21 April 2005

Long live Benedict XVI! (from a "reluctant" Protestant)

I haven't blogged for a while because I was sufferring "internet exhaustion" after the whole Terri Schiavo affair. And then I was joining my Roman Catholic brethren in prayer for the late Pope. And then I was eagerly anticipating the results of the conclave...

Well, I for one am happy about Cardinal Ratzinger's election to the papacy. For one thing, the media seem not to like him. That bodes well in my mind. For another thing, he is theologically conservative. No, he's not Reformed, but you can't have everything...even in a Pope.

Of course, since, unlike the Pope, I am Reformed, one may wonder why I even care. The reason I care is that I consider myself not just "reformed"; that is to have a modififier without a thing modified. I am not a "reformed" Christian; that would mean that I was once a Christian and have recovered. No, I am a Reformed Catholic. For the better part of 12 years, from 1978 to 1990, Pope John Paul II was my pope. And I was fairly proud of him. So I am very pleased that one of his disciples has succeeded him.

This alone is not why I care. The big reason I care is that I still feel a certain afinity for the Roman Catholic Church. Perhaps this is because my experience as a Roman Catholic was not the same as that had by other former Catholics.

__Objectives__
a: Decide whether each statement agrees with the blog post on Benedict XVI's election. Answer yes or no for each, and quote the words of the blog post that decide it.
(i) The writer was a Roman Catholic during the years 1978 to 1990.
(ii) The writer describes Cardinal Ratzinger as Reformed.
(iii) The writer treats the media's dislike of Ratzinger as a good sign.
b: Carry the blog post on Benedict XVI's election forward, picking up right after its last sentence.

[Dataset entries]
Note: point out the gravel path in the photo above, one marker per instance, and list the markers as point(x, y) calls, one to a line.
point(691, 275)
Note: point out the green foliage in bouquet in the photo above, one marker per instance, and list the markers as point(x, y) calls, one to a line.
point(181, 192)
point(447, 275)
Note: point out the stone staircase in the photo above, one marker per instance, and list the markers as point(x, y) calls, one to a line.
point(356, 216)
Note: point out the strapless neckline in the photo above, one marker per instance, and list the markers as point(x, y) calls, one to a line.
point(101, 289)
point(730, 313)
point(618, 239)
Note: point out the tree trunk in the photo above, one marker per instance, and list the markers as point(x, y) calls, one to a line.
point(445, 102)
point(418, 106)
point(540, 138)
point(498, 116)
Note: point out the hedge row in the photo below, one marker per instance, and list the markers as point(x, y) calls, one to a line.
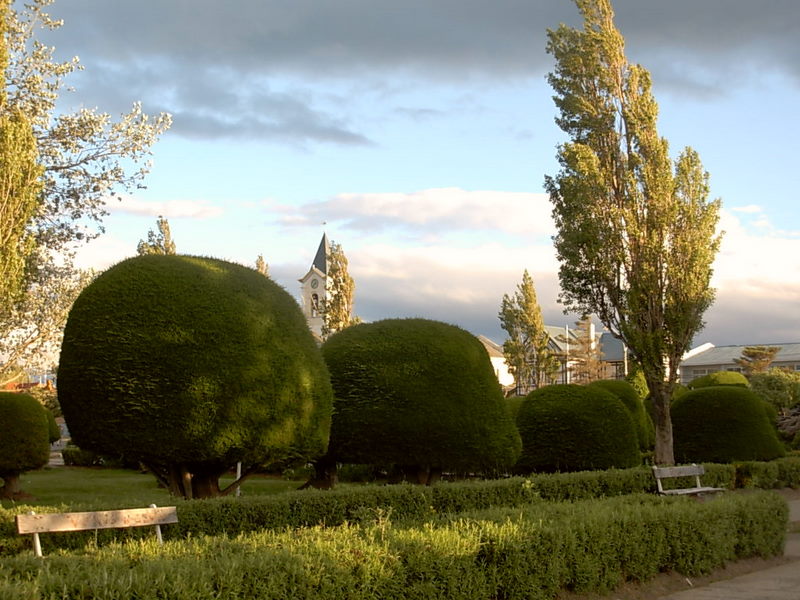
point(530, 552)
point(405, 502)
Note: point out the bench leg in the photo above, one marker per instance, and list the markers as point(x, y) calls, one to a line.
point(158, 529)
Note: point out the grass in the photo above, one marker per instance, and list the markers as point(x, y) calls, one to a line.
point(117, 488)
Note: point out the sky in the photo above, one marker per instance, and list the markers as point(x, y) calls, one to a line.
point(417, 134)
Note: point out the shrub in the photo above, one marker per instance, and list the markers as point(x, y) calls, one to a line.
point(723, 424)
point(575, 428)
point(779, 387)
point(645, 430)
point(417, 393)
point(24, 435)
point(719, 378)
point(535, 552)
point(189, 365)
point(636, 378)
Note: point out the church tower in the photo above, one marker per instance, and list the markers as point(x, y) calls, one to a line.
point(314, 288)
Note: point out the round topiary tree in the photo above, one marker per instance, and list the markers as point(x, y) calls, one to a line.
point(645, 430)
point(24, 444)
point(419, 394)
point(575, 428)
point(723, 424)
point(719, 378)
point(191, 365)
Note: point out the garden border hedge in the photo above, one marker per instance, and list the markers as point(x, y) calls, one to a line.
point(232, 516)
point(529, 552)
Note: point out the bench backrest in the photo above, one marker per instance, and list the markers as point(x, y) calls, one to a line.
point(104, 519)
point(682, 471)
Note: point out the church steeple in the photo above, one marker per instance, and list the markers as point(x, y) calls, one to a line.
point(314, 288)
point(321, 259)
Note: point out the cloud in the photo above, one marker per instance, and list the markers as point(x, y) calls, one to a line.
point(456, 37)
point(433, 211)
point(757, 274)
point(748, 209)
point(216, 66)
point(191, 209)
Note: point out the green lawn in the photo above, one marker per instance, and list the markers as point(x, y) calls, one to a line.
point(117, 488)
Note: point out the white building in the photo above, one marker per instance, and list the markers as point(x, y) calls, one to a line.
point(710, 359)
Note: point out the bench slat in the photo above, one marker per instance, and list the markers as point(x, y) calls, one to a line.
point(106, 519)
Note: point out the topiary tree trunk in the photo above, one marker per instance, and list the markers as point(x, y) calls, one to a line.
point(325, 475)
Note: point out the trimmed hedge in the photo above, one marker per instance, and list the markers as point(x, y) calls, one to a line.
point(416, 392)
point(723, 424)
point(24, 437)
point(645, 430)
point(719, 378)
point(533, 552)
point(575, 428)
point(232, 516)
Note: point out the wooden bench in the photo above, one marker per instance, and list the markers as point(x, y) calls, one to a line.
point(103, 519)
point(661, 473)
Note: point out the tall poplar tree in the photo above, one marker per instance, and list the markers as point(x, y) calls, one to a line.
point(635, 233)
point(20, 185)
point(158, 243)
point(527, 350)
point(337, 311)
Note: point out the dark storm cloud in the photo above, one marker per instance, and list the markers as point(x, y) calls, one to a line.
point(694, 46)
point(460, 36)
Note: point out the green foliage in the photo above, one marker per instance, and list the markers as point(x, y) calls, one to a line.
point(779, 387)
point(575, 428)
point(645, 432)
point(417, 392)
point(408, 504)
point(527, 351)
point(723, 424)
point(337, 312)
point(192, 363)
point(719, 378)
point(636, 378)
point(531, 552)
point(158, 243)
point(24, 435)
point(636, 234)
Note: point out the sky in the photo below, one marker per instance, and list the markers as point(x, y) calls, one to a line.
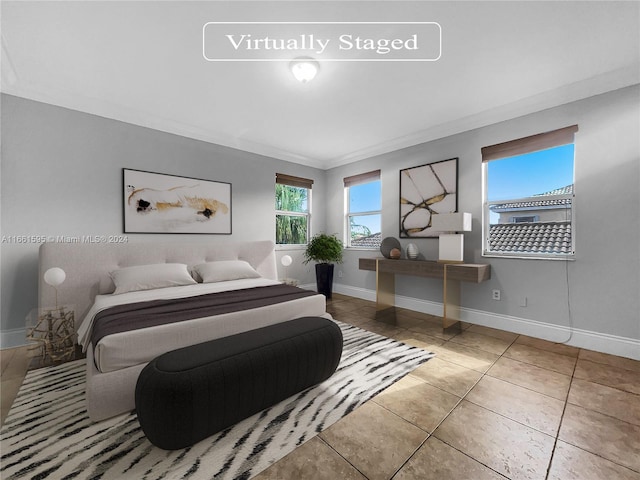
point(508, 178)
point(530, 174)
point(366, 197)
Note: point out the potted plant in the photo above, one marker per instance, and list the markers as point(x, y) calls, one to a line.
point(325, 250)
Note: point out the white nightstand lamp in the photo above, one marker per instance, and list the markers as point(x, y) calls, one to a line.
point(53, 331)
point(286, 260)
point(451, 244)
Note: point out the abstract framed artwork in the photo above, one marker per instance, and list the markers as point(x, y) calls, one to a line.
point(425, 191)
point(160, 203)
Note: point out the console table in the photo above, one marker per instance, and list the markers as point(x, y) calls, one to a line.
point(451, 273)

__Outputs by task__
a:
(i) Yes: "For the better part of 12 years, from 1978 to 1990, Pope John Paul II was my pope."
(ii) No: "No, he's not Reformed, but you can't have everything...even in a Pope."
(iii) Yes: "For one thing, the media seem not to like him. That bodes well in my mind."

b:
As difficult as it may be for some Protestants to believe, I first heard the gospel of the Lord Jesus Christ in a Roman Catholic Church. I took catechism in St. John's Roman Catholic Church in San Marcos, Texas. (My catechism teacher was Sister Maria. And I'm sure that I was not her favorite student.) And in that church (or Sister Maria's class anyway) catechism was all about Jesus. I learned that he was God and the Son of God, which I absolutely did not understand (being in elementary school.) I learned that he became man and lived and died for me. I learned also that he rose from the dead three days after he died. I learned that I was not a good person; that is why Jesus died for me. And I needed to believe in him in order to go to heaven. I learned that Jesus expected me to obey his Father, and my parents, and the government and all other authorities (including, of course, the Church). In catechism I was not taught very much about Mary, though I was taught to pray, on certain occasions, "The Hail Mary." (And I still object to a football pass being referred to as a "hail Mary" pass. To me it is disrespectful. What if such a pass were called a "hail Calvin" pass? After all Calvin trusted in the sovereignty of God, right? Does not such a pass connote trusting in something like either fate, or divine sovereignty?). In my childhood, I never, when I prayed, offered a single prayer to any saint (with the exception of the aforementioned occasional prayer to Mary); I prayed either to the Father or to the Son. (I did not understand the Holy Spirit.)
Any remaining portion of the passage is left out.